(Stored records):
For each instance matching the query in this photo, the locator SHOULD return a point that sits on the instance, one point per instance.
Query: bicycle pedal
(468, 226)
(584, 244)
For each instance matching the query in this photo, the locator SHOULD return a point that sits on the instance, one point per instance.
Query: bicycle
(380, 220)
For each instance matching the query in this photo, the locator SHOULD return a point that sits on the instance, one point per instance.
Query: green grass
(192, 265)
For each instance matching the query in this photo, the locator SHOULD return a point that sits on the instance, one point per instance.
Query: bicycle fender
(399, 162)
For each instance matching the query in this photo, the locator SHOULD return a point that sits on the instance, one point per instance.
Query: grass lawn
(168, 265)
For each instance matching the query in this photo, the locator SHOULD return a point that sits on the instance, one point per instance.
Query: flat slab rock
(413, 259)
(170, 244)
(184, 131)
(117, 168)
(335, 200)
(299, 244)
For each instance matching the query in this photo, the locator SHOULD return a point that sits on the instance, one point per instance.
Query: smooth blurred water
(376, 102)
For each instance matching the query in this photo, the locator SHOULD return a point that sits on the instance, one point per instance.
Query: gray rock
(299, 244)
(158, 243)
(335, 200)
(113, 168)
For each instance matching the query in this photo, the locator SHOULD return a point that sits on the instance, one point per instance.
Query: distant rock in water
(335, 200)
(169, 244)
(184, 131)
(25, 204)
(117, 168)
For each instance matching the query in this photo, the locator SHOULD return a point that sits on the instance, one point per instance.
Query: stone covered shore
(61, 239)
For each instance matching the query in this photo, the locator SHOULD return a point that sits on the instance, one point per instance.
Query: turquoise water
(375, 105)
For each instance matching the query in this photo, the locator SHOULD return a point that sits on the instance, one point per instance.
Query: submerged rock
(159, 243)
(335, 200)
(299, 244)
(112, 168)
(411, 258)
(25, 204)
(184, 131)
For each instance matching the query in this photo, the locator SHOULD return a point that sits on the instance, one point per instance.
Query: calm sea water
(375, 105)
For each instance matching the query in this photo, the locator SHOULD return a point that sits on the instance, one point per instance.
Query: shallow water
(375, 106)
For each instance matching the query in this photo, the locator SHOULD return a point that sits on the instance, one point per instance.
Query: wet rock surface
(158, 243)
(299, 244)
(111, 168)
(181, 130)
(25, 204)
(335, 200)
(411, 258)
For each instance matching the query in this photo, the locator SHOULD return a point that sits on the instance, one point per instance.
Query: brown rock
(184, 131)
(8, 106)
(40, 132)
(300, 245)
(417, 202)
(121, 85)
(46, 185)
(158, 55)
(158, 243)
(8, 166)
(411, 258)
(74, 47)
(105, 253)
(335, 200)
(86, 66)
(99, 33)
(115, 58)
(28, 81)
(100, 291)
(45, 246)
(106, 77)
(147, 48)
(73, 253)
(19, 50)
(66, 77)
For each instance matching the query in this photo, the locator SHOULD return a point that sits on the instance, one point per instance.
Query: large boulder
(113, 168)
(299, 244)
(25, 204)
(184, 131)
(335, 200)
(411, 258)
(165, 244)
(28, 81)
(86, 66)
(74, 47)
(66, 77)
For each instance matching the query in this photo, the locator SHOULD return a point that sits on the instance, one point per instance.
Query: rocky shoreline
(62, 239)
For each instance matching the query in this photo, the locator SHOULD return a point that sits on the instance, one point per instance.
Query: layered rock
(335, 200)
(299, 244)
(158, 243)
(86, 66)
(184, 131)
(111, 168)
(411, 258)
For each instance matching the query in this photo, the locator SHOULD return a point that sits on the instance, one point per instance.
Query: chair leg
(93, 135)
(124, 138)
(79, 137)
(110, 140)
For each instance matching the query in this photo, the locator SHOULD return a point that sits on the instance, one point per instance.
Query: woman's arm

(Exercise prompt): With the line containing "Query: wet rock surface" as the start and the last line of the entries as the end, print that whole span exactly.

(Answer area):
Query: wet rock surface
(158, 243)
(299, 244)
(111, 168)
(181, 130)
(25, 204)
(335, 200)
(411, 258)
For each instance matching the query in this photo, the locator SHOULD return a point that sits on the instance, one point per instance.
Query: brown rock
(184, 131)
(8, 106)
(40, 132)
(300, 245)
(417, 202)
(121, 85)
(46, 185)
(158, 55)
(158, 243)
(8, 166)
(411, 258)
(74, 47)
(105, 253)
(335, 200)
(86, 66)
(99, 33)
(115, 58)
(28, 81)
(100, 291)
(45, 246)
(106, 77)
(147, 48)
(73, 253)
(19, 50)
(66, 77)
For each instance matching the query in this photo, the locator SHOULD return a point that sits on the instance, one point per instance.
Query: large boulder
(113, 168)
(299, 244)
(25, 204)
(184, 131)
(335, 200)
(411, 258)
(165, 244)
(28, 81)
(86, 66)
(74, 47)
(66, 77)
For each instance matching the query in this photo, the locator SHOULD return a point that sits on the instance, one point per instance.
Query: rocky shoreline
(62, 239)
For each instance matching the query in this photo, the locator SHOULD return a point that sits on the instance, one point per instance.
Query: layered rock
(335, 200)
(299, 244)
(158, 243)
(86, 66)
(184, 131)
(111, 168)
(411, 258)
For each instance matching the query in this photo, the locator SHOULD return a point that sits on the instance, one point per instance.
Query: chair leg
(93, 135)
(124, 138)
(79, 137)
(110, 140)
For each instance matching the query in this photo, the locator SHOULD return a point that sits on the instance, one point per instance.
Query: woman's arm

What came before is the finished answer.